QUOTED PASSAGE

- - - -

SUMMARY OF THE INVENTION

The embodiments of the present invention provide a capacitive cross-coupling structure and a cavity filter, which can enhance the coupling amount and increase the adjustable range of the capacitive coupling.
In a first aspect, the embodiment of the present invention provides a capacitive cross-coupling structure for coupling the energy of the first resonator and the second resonator.
The capacitive cross-coupling structure includes:

an insulating support base disposed between the first resonator and the second resonator; and
a coupling fly bar disposed on the insulating support base, the coupling fly bar comprising a first coupling part disposed between the first resonator and the insulating support base and a second coupling part disposed between the second resonator and the insulating support base.

Here, one end of the first coupling part far away from the insulating support base is grounded, and one end of the second coupling part far away from the insulating support base is suspended and spaced apart from the second resonator at an interval.
In the two coupling parts of the coupling structure of the embodiment of the present invention, the first coupling part is grounded, and the distance between the end of the second coupling part far away from the insulating support base and the second resonator is maintained, so as to realize adj ustment of the distance between an end of the second coupling part away from the insulating support base and the second resonator, according to the required coupling amount. As the first coupling part is grounded, even if the distance between the second coupling part and the second resonator is relatively short, the coupling amount between the coupling fly bar and the resonator can be made larger. Compared with the prior art, in the embodiment of the present invention, the coupling structure is adjusted by adjusting the distance between the second coupling part and the second resonator, so that the resulting coupling range between the flying bar and the resonator is larger, which can be applied to a variety of different application scenarios.
Optionally, the coupling fly bar is detachably disposed on the insulating support base.
In the embodiment of the present invention, the coupling flying bar is detachably disposed on the insulating support base, then the coupling flying bar can be used in different coupling structures to obtain a variety of coupling structures and have a wider application range.
Optionally, the interval between the end of the second coupling part far away from the insulating support base and the second resonator is greater than 1mm.
In the embodiment of the present invention, the interval between the end of the second coupling part far away from the insulating support base and the second resonator is greater than 1mm. This can ensure that the distance between the end of the second coupling part far away from the insulating support base and the second resonator is not too small to adjust the coupling amount. Therefore, when the coupling structures are mass-produced, the coupling consistency of the mass-produced coupling structures can be ensured as much as possible.
Optionally, the end of the first coupling part far away from the insulating support base is connected to the first resonator for being grounded; or, the end of the first coupling part far away from the insulating support base is connected to a bottom of a cavity defined between the first resonator and the insulating support base for being grounded; or, the end of the first coupling part far away from the insulating support base is connected to a cover plate on the first resonator for being grounded.
In the embodiment of the present invention, the first coupling part can be grounded in any one of the above three ways, which is relatively flexible.
Optionally, a coupling disc is provided at the end of the second coupling part far away from the insulating support base.
In the embodiment of the present invention, when a cavity filter with a coupling structure is used, the distance between the coupling disc and the second resonator can be adjusted, or the diameter of the coupling disc can be adjusted. As a result, the coupling amount between the first coupling part and the first resonator and the coupling amount between the second coupling part and the second resonator are greater than the preset coupling amount, thereby realizing adjustment of the coupling amount in different ways.

- - - -

LIST OF TASKS
a) How would you render this sentence from the patent summary in Spanish: "Optionally, the coupling fly bar is detachably disposed on the insulating support base."
b) According to the patent summary, what is the interval between the second resonator and the end of the second coupling part far away from the insulating support base?
The material after the patent summary is separate from it.

GIVEN MATERIAL
- - - -

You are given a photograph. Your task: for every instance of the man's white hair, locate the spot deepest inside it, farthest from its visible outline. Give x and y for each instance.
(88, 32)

- - - -

WRITTEN RESPONSES
a) Opcionalmente, la barra volante de acoplamiento está dispuesta de forma desmontable sobre la base de soporte aislante.

b) It is greater than 1mm.